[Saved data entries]
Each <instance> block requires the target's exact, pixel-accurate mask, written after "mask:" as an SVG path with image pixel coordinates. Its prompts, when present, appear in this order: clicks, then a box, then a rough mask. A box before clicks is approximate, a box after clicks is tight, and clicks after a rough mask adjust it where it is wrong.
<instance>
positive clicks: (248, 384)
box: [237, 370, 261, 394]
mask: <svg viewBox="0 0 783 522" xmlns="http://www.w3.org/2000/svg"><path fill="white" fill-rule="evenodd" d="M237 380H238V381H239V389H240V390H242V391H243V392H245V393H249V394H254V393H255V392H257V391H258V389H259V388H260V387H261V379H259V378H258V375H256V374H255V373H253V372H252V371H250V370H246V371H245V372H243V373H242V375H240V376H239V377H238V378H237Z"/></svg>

**PROBLEM DESCRIPTION**
Every entry must be duplicated exactly as it stands.

**COMPLETED TASK**
Each <instance> block requires the target's exact, pixel-accurate mask, written after "mask:" as an SVG path with image pixel coordinates. Its prompts, when present, appear in this order: clicks, then a box, then a rough mask. A box before clicks is approximate, a box after clicks is tight, and clicks after a rough mask adjust it where it is wrong.
<instance>
positive clicks: (248, 384)
box: [237, 370, 261, 394]
mask: <svg viewBox="0 0 783 522" xmlns="http://www.w3.org/2000/svg"><path fill="white" fill-rule="evenodd" d="M237 380H238V381H239V389H240V390H242V391H243V392H245V393H249V394H254V393H255V392H257V391H258V389H259V388H260V387H261V379H259V378H258V375H256V374H255V373H253V372H252V371H250V370H246V371H245V372H243V373H242V375H240V376H239V377H238V378H237Z"/></svg>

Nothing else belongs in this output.